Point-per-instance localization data
##############################
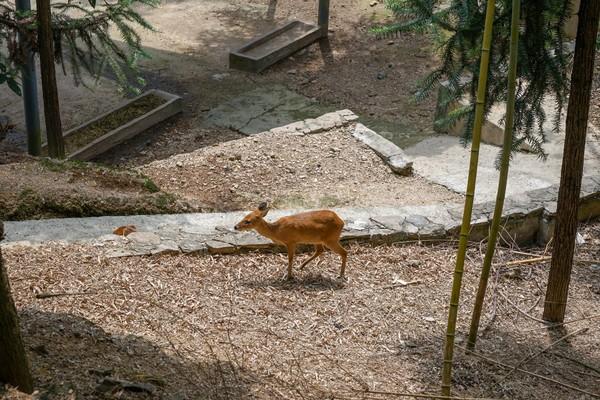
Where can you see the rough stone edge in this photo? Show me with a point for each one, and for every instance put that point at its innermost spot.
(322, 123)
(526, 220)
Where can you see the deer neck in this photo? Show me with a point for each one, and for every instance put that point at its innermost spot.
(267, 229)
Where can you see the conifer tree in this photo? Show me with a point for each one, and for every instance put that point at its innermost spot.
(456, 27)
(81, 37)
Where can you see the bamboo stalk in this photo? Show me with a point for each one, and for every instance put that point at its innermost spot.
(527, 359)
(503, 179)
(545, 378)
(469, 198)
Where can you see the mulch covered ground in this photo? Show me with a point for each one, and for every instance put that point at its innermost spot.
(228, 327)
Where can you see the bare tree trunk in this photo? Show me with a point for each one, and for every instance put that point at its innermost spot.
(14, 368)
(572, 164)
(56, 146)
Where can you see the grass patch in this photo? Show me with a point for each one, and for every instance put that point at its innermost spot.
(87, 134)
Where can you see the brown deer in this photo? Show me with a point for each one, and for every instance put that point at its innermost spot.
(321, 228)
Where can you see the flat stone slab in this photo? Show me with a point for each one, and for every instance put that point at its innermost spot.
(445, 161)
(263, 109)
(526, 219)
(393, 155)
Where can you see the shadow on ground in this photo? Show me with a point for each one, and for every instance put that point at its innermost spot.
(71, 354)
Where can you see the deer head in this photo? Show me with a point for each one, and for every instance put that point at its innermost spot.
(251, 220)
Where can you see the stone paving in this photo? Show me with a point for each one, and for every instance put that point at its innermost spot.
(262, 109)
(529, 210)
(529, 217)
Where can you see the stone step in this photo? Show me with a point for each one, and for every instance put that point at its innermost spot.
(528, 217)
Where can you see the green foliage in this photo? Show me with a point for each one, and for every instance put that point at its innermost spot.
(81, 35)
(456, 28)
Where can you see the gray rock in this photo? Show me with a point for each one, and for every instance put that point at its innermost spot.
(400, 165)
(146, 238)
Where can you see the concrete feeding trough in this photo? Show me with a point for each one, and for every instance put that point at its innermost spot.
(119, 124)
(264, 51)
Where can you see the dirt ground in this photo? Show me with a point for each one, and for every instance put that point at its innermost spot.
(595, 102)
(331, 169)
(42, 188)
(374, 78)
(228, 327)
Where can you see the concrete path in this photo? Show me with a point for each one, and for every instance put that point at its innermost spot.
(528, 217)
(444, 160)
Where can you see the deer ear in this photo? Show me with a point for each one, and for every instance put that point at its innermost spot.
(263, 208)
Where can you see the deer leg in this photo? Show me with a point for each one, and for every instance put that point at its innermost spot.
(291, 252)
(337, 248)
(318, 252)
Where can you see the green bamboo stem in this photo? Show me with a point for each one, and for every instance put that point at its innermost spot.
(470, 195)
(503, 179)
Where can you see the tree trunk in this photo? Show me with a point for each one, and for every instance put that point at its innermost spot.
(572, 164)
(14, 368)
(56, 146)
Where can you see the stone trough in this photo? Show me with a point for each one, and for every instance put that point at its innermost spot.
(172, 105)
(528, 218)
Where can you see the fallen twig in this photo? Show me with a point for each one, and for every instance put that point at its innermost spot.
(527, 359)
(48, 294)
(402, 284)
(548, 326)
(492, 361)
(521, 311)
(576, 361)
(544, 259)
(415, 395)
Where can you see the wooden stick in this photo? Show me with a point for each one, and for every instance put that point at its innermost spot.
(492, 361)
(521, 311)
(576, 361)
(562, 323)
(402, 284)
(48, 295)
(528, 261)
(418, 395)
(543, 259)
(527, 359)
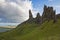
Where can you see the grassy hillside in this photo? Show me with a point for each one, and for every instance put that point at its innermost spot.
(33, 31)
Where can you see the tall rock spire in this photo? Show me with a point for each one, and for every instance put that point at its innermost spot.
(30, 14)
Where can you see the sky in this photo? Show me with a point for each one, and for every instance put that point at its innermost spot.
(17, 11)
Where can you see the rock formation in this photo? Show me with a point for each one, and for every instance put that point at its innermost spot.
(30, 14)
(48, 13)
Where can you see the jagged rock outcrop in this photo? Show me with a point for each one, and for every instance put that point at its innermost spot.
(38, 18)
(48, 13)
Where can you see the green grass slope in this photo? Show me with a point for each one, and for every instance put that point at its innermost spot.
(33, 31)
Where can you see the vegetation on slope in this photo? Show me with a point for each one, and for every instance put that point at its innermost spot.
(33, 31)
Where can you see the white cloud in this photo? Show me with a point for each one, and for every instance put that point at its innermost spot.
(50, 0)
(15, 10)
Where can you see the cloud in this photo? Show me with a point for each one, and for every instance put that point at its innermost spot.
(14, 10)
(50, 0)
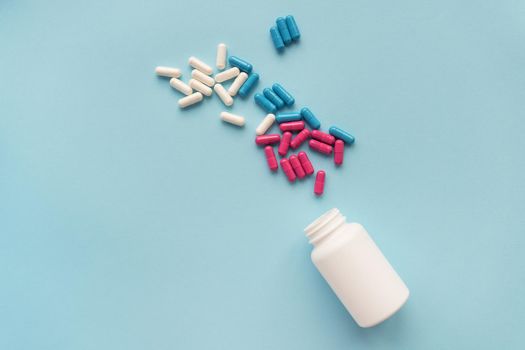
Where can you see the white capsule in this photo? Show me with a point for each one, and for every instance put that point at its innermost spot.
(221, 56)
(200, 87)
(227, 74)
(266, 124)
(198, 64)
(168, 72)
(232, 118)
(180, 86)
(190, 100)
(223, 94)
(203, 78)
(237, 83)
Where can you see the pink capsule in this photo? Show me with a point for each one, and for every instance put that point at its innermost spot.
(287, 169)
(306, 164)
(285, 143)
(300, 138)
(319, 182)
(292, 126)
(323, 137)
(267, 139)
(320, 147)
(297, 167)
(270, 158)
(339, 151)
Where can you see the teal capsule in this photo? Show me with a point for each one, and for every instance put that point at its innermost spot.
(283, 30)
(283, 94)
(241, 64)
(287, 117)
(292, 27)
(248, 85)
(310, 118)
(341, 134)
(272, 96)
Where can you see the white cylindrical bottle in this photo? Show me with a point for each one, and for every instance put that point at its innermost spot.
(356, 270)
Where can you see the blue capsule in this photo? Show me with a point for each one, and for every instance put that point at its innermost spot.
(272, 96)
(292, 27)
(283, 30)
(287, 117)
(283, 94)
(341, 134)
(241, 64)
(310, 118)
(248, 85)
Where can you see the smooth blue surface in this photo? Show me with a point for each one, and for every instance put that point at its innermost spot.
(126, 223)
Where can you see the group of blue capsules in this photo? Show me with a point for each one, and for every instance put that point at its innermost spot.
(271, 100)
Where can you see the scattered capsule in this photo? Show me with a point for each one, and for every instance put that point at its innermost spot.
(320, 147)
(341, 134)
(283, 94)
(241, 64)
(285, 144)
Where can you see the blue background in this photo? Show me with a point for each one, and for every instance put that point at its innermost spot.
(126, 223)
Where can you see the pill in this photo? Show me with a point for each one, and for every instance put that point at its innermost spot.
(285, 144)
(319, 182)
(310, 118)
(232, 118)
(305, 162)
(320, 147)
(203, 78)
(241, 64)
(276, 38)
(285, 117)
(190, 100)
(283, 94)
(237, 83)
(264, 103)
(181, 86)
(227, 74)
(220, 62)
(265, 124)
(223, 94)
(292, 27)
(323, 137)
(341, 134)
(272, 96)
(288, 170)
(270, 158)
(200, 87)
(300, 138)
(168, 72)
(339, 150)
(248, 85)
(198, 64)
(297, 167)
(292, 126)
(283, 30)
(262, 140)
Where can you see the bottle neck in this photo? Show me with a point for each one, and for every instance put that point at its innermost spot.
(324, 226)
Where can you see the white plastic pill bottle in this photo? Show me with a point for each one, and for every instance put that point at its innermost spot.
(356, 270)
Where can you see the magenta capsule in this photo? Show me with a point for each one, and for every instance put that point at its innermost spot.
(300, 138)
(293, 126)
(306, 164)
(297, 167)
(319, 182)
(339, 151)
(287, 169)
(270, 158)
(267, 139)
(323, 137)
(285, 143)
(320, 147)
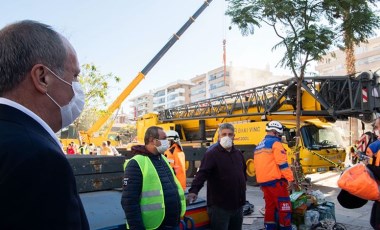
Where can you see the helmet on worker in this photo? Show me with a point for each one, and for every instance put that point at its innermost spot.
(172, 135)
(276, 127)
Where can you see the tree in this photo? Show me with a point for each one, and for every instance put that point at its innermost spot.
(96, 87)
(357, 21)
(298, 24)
##############################
**Instructions for the task:** Omitting all pictures, reproduce the records above in their entirety.

**Your response:**
Where can you see the rough stone edge in this photo? Show me with a point for each one, and for every instance put that point at its innermost spot.
(322, 123)
(526, 220)
Where can you see the deer neck in this photo? Show me with a point for each one, and for every instance put that point at its innermost spot.
(267, 229)
Where can you see the conifer tree in this photo? Show me with a point for each one, and for every instance put that point at its innermost spot.
(456, 27)
(81, 37)
Where can you see the bamboo stalk in this photo? Show me with a point for each one, and for every instance put that point at its innermost spot.
(527, 359)
(503, 179)
(545, 378)
(469, 198)
Where can you see the mulch covered ground in this photo? Show me with a point for each one, and for every instance put that point at its innermost spot.
(228, 327)
Where can you see the bare tree trunk in this photo? Show me with a point for each one, and for every instance put that point at its innermost spot.
(14, 368)
(572, 164)
(56, 146)
Where can you see the grass patch in this photo? Show me with a point for each one, and for every instance put that point at its innermost spot.
(87, 134)
Where can you see the brown deer in this photo? Show me with a point for each one, and for every instance put that point at its innermost spot.
(321, 228)
Where can you see the flat stone slab in this photo? Show me with a point for each one, and for every instance put that point at its innermost spot.
(445, 161)
(263, 109)
(526, 219)
(393, 155)
Where can you see the shadow on ground in this photo? Show me with a point for each one, and for every instance put that point at its innermost spot.
(71, 354)
Where can you see the deer head in this photo? Show me with a point for each one, and for every instance put that point at its innermost spot.
(251, 220)
Where can you see the stone paving in this photo? Show me with a point for each one, and for every instance put that point at its innermost spot.
(262, 109)
(529, 210)
(529, 217)
Where can you see the stone step in this photo? Show me with a point for each one, and for every instance put that point at its innermost spot.
(528, 217)
Where can you see the green foliage in this photo? Show me with a point for each one, and for every instance put that point at its innermost spot.
(81, 35)
(456, 28)
Where can you see the gray rock in this photo? Show me with a point for each one, and for every instance put that point at its innermost spot.
(400, 165)
(146, 238)
Where can you see the concrete feeding trough in this photo? Show me with a point for each one, and for every instance put that point at its innermost spot.
(119, 124)
(264, 51)
Where can you see the dirt ground in this photo? Show me with a point for each one, and for every instance put that point at its innermost spot.
(595, 102)
(331, 169)
(42, 188)
(374, 78)
(228, 327)
Where can you see the concrete path in this photo? Show me with a point for each one, and for every instance put that point at its innermost spot.
(528, 217)
(444, 160)
Where can you see the deer ear in this photo? Show me with a point for each one, and for every instance put that point at its innermost spot.
(263, 208)
Where can you see the deer leg in this photo? Show me with a point for each one, and for every instance put that point at its innermost spot.
(291, 252)
(337, 248)
(318, 252)
Where can you see the green bamboo stem in this photo? Show me with a point for each one, and for every instance put that point at its innermost spot.
(470, 195)
(503, 179)
Where can you see the tree trunk in this photo? Show me with a point for each one, and for every instance put that point at its innermost spot.
(572, 164)
(14, 368)
(56, 146)
Where can you see the stone trough in this photo? Show me with a point for each one, and for every instance put that point at its innermost spot.
(172, 105)
(528, 218)
Where can you see the fallen twig in this photo? Show me with a point for each one, and for every instance put that point at its innermost spot.
(527, 359)
(48, 294)
(402, 284)
(548, 326)
(492, 361)
(521, 311)
(576, 361)
(544, 259)
(415, 395)
Where can you see the wooden stick in this photo? Show me with a point for each one, and for every instance put that point at its innermost spot.
(492, 361)
(521, 311)
(576, 361)
(562, 323)
(402, 284)
(48, 295)
(528, 261)
(418, 395)
(543, 259)
(527, 359)
Where can you see the grassy hillside in this photo? Show me with a point for each one, and for every instance put that point at its innermost spot.
(33, 31)
Where can you see the tall rock spire in this photo? Show me with a point for each one, and for every instance put that point at its innermost spot.
(30, 14)
Where can you see the sky in this photo? Show me with a point for each one, and for every instance put that point at its innermost spot.
(17, 11)
Where can you see the rock formation in this photo? Show me with a point for each one, and for every instance put that point at its innermost spot.
(30, 14)
(48, 13)
Where can you see the jagged rock outcrop in this photo? Show me with a point for each one, and for every instance put that point at its innermost spot.
(38, 18)
(48, 13)
Where can you see the green grass slope in this photo? Show me with a point for each one, and for every instance put that point at its innermost spot.
(33, 31)
Where can you see the vegetation on slope in this photo? Show me with a point for each one, and for every instance put that point at its innermost spot.
(33, 31)
Where can you see the white cloud in this photo? Show me with a point for each one, and for every instance put that point at its innermost spot.
(50, 0)
(15, 10)
Where can you see the cloud in this photo? Show me with a point for each one, and for every instance put that point at its innermost spot.
(14, 10)
(50, 0)
Where can you see the white capsule in this photo? Show me with a point for each one, and for every instance put that point at its innermost spot.
(221, 56)
(200, 87)
(227, 74)
(266, 124)
(198, 64)
(168, 72)
(232, 118)
(180, 86)
(190, 100)
(223, 94)
(203, 78)
(237, 83)
Where can you see the pink capsule in this photo? Show me with a point for each one, and for every instance put that point at its innermost spot.
(287, 169)
(306, 164)
(285, 143)
(300, 138)
(319, 182)
(292, 126)
(323, 137)
(267, 139)
(320, 147)
(297, 167)
(270, 158)
(339, 151)
Where can you see the teal capsule in this photo? Show me with a point for each one, and for every instance put that point at its innermost spot.
(283, 30)
(283, 94)
(241, 64)
(287, 117)
(292, 27)
(248, 85)
(310, 118)
(341, 134)
(272, 96)
Where can you see the white cylindrical bottle in this photo? Show me with a point for each one, and for every instance put that point at its innermost spot.
(356, 270)
Where can you see the blue capsule in this photo? Show me with a point for each one, and for every instance put that point at its innermost spot.
(272, 96)
(292, 27)
(283, 30)
(287, 117)
(283, 94)
(341, 134)
(241, 64)
(310, 118)
(248, 85)
Where can you see the smooth blue surface in this photo? Show me with a point for each one, and for every instance put that point at its innermost spot.
(126, 223)
Where can you see the group of blue capsules in this photo? Show me with a point for each one, and for every instance put that point at its innermost spot.
(271, 100)
Where can you see the scattered capsule in this photo? Show me with a point for each one, and for every instance put that point at its innermost spot.
(320, 147)
(341, 134)
(283, 94)
(241, 64)
(285, 144)
Where can you see the blue background in this photo? Show me with a point for each one, and for every instance put that point at its innermost spot.
(126, 223)
Where can you see the pill in this photo? Show me with a point for each one, and for every instance put that point at its innermost spot.
(285, 144)
(319, 182)
(310, 118)
(232, 118)
(305, 162)
(320, 147)
(203, 78)
(241, 64)
(276, 38)
(285, 117)
(190, 100)
(283, 94)
(237, 83)
(264, 103)
(181, 86)
(227, 74)
(220, 62)
(265, 124)
(223, 94)
(292, 27)
(323, 137)
(341, 134)
(272, 96)
(288, 170)
(270, 158)
(200, 87)
(300, 138)
(168, 72)
(339, 150)
(248, 85)
(198, 64)
(297, 167)
(292, 126)
(283, 30)
(262, 140)
Where can you see the bottle neck in this photo? Show me with a point for each one, and for every instance put that point at its innermost spot.
(324, 226)
Where can you see the white plastic pill bottle in this photo? Show me with a point for each one, and for every instance put that point at its innermost spot.
(356, 270)
Where can you see the magenta capsule in this photo? Show me with a point for each one, and for every instance put that point at its innermost spot.
(300, 138)
(293, 126)
(306, 164)
(297, 167)
(319, 182)
(339, 151)
(287, 169)
(270, 158)
(267, 139)
(323, 137)
(285, 143)
(320, 147)
Where can you see the helmet on worker in this photo? Show me with a point for each one, and for every instance put that point at its innermost spot.
(172, 135)
(276, 127)
Where can you see the tree in this photo? Show me with a point for each one, and for every instance put that point at its innermost spot.
(96, 87)
(357, 21)
(298, 24)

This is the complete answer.